Segmentation mask data ▸
+---+
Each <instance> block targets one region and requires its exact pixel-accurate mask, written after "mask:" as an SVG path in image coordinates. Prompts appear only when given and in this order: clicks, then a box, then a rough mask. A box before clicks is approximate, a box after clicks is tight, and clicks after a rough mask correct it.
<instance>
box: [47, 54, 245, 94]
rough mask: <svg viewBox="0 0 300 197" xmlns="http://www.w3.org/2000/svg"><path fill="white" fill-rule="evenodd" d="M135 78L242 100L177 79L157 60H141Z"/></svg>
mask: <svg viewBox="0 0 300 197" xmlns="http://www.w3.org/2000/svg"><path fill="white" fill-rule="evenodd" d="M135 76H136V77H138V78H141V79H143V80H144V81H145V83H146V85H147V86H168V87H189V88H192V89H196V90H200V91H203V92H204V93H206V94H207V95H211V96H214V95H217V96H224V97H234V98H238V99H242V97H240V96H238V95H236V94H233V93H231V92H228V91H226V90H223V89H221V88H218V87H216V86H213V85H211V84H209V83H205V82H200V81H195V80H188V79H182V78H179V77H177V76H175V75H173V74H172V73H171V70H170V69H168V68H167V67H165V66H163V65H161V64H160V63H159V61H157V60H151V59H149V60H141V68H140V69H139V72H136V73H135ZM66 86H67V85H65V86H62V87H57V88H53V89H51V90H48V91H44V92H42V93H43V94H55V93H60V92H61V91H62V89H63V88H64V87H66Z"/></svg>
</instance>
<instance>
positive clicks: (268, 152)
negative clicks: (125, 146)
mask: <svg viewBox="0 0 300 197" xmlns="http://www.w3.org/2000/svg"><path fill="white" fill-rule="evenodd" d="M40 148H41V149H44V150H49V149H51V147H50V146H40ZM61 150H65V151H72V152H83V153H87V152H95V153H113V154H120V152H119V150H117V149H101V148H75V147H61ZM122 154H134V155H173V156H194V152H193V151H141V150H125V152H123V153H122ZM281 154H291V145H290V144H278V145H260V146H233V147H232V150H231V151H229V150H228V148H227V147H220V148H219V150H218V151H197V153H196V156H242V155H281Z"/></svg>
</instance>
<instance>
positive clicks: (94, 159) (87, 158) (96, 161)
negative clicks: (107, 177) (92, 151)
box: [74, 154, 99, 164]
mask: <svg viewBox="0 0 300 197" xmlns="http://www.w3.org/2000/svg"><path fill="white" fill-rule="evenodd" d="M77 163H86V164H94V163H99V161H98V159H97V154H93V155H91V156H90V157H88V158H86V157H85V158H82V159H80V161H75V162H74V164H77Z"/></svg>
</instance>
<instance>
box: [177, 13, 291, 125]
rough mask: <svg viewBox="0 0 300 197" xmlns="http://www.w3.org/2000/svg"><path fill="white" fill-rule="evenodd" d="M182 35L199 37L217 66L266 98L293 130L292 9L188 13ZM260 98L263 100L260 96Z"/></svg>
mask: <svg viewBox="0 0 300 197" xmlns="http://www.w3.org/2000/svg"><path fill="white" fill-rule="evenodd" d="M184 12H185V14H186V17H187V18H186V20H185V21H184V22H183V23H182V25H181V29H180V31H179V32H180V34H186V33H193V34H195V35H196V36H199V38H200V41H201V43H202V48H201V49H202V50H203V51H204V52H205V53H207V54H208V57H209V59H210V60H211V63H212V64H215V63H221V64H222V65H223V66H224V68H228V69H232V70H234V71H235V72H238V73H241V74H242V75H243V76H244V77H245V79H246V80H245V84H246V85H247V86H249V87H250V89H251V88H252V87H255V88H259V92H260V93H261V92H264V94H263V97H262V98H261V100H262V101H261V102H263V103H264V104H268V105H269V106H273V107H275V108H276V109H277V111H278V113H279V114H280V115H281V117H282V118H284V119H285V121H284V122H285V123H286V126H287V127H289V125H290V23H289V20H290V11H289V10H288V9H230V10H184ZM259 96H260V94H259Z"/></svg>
+---+
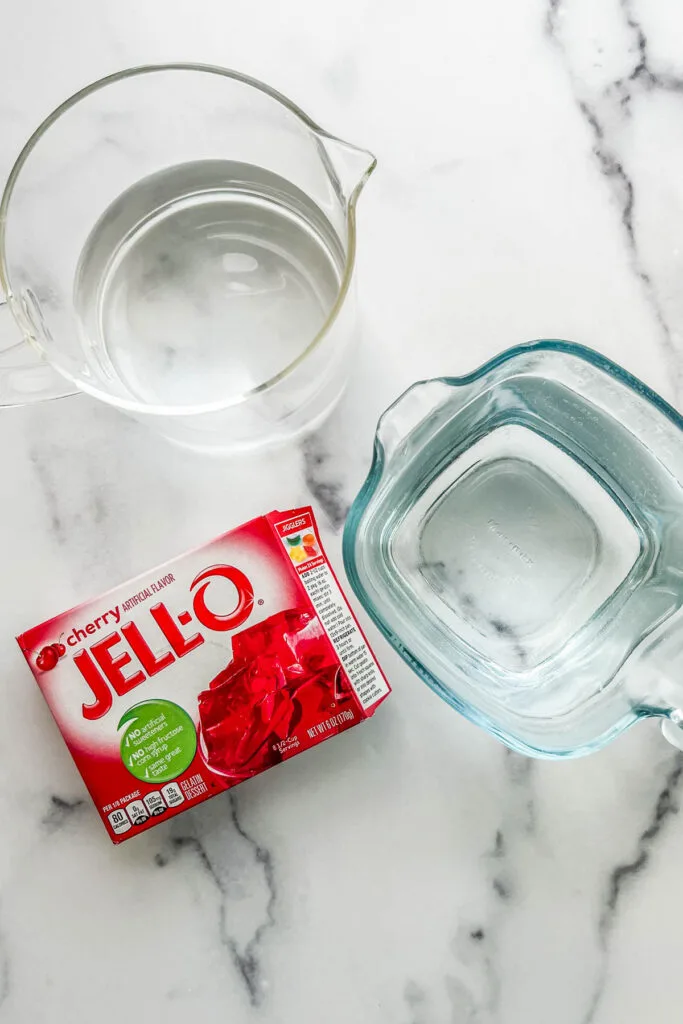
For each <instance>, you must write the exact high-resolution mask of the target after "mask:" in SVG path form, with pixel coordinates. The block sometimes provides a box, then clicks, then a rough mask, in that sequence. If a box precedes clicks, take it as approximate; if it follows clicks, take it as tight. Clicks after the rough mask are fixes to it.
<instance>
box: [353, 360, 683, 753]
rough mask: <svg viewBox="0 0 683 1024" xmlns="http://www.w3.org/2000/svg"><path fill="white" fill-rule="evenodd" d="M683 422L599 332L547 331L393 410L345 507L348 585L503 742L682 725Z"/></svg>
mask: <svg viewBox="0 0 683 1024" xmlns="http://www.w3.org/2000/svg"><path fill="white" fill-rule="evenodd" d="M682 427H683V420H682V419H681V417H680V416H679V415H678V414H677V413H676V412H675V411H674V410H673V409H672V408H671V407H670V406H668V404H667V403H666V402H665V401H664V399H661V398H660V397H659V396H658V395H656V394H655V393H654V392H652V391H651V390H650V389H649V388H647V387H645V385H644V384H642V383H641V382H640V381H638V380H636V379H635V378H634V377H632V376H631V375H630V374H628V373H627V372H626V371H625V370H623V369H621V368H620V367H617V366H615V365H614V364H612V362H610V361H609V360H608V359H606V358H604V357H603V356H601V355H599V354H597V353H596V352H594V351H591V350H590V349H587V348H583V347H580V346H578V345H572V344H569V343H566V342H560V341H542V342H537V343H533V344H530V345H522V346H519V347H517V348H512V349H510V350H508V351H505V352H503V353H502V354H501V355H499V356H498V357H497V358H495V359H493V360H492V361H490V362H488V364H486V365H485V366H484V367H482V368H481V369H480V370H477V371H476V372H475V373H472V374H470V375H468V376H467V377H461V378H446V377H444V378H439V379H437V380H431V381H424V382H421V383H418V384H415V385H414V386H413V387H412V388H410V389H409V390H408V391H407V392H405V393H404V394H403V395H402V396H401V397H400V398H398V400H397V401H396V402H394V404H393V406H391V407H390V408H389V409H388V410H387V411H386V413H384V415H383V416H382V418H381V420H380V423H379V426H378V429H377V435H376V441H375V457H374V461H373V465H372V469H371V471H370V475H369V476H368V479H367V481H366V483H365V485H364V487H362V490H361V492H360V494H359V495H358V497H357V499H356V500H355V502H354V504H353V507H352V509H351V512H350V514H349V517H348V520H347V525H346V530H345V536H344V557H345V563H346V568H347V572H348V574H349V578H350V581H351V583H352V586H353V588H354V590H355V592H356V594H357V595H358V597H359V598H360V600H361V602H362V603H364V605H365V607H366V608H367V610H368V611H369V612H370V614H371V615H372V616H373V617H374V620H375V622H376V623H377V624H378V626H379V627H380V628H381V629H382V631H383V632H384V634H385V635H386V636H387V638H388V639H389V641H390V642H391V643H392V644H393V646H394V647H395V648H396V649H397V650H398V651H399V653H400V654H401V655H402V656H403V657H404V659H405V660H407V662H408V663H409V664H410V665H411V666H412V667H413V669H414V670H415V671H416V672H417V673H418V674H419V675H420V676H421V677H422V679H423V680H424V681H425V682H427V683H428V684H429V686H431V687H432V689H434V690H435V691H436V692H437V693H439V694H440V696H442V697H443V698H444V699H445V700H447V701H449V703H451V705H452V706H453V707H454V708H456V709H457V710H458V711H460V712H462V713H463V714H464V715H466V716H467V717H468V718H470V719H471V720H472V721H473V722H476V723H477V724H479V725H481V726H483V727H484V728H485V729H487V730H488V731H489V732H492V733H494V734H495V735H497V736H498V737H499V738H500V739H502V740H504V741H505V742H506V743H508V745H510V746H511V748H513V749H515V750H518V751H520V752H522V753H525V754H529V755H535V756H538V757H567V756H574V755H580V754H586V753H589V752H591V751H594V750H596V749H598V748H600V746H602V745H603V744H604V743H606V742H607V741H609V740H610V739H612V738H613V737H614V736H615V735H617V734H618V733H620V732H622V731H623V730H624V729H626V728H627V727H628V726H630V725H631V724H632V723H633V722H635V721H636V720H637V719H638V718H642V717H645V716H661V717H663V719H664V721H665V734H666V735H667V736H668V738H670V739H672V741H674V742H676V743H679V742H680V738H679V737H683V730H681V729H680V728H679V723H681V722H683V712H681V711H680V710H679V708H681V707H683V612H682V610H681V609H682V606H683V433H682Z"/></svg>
+---+
To do ▸ Find every line in the records that contains the word "approximate" and copy each one out.

Answer space ▸
Each <instance> block targets one region and requires its exact pixel-accurate mask, written after "mask:" as an SVG path in image coordinates. Prompts appear only when given and in this order: clicks, then a box, then a rough mask. A box before clicks is approximate, a box after clicks is tight, and clicks after a rough mask correct it.
For each <instance>, you must write the exact high-resolution mask of the target after "mask:" in SVG path form, with pixel coordinates. The block sometimes provides a box, then clicks, then a rough mask, in that sequence. If a box precedes clicks, take it as approximate; if it follows clicks, take it as tight. Clicks after the rough mask are fixes to it.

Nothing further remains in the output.